Problem statement: Please extract every line of the records below that contains the word "cloudy", and copy each one in full.

Materials provided:
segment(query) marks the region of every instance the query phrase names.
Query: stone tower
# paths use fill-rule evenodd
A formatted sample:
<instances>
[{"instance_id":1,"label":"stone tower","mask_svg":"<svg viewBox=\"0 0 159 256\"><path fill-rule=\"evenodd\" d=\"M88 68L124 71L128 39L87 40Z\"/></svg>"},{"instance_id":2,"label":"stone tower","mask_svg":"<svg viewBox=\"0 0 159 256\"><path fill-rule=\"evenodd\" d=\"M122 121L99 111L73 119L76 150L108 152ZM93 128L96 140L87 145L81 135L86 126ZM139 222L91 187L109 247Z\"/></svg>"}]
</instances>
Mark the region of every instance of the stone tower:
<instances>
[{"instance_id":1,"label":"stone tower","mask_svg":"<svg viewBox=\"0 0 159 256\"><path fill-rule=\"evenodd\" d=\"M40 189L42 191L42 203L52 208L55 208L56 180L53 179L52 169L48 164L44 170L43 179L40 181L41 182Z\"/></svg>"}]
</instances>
---
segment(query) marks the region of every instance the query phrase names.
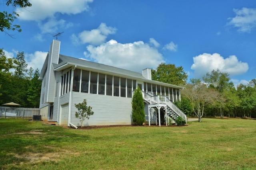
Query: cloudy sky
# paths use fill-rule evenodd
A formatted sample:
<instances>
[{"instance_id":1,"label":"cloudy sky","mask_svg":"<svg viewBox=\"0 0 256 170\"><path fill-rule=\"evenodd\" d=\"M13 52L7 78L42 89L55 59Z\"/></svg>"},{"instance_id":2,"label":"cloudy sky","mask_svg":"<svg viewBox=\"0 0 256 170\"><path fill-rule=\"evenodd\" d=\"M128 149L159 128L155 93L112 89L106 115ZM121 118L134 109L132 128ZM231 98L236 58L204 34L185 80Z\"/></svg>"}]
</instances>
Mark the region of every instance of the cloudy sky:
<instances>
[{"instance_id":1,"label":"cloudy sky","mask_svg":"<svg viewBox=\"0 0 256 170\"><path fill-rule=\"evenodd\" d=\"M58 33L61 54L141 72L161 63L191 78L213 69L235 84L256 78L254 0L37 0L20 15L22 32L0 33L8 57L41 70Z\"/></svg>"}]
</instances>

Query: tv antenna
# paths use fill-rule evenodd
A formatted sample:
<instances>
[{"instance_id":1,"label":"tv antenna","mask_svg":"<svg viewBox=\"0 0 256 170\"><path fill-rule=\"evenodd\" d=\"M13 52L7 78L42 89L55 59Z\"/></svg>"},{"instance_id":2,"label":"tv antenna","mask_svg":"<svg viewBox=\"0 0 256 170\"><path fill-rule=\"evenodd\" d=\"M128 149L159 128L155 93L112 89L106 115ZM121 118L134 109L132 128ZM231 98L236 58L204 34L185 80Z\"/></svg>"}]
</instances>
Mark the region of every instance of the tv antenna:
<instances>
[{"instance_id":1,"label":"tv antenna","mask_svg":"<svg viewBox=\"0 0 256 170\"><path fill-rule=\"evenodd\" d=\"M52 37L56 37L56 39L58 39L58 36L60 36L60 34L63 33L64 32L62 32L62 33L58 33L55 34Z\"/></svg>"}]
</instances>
--
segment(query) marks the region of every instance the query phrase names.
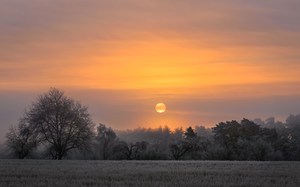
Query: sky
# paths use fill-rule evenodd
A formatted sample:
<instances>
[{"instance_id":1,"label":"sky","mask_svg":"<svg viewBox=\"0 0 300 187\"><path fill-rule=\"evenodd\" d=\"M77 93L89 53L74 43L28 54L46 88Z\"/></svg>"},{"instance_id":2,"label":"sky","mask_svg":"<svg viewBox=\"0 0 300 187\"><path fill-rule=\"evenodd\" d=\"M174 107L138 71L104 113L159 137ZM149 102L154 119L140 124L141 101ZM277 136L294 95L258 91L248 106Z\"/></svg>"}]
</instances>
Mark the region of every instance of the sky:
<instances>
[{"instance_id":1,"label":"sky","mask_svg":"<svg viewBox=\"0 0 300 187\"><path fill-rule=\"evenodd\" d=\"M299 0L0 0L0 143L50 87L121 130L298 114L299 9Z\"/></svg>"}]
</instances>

Exercise response:
Query: cloudy sky
[{"instance_id":1,"label":"cloudy sky","mask_svg":"<svg viewBox=\"0 0 256 170\"><path fill-rule=\"evenodd\" d=\"M13 52L7 78L42 89L55 59Z\"/></svg>"},{"instance_id":2,"label":"cloudy sky","mask_svg":"<svg viewBox=\"0 0 256 170\"><path fill-rule=\"evenodd\" d=\"M128 149L159 128L155 93L112 89L106 115ZM121 118L134 109L132 128ZM231 98L236 58L204 34L185 80Z\"/></svg>"}]
Mark the region of every instance of the cloudy sky:
[{"instance_id":1,"label":"cloudy sky","mask_svg":"<svg viewBox=\"0 0 256 170\"><path fill-rule=\"evenodd\" d=\"M58 33L61 54L141 72L161 63L191 78L213 69L235 84L256 78L254 0L37 0L20 15L22 32L0 33L8 57L41 70Z\"/></svg>"}]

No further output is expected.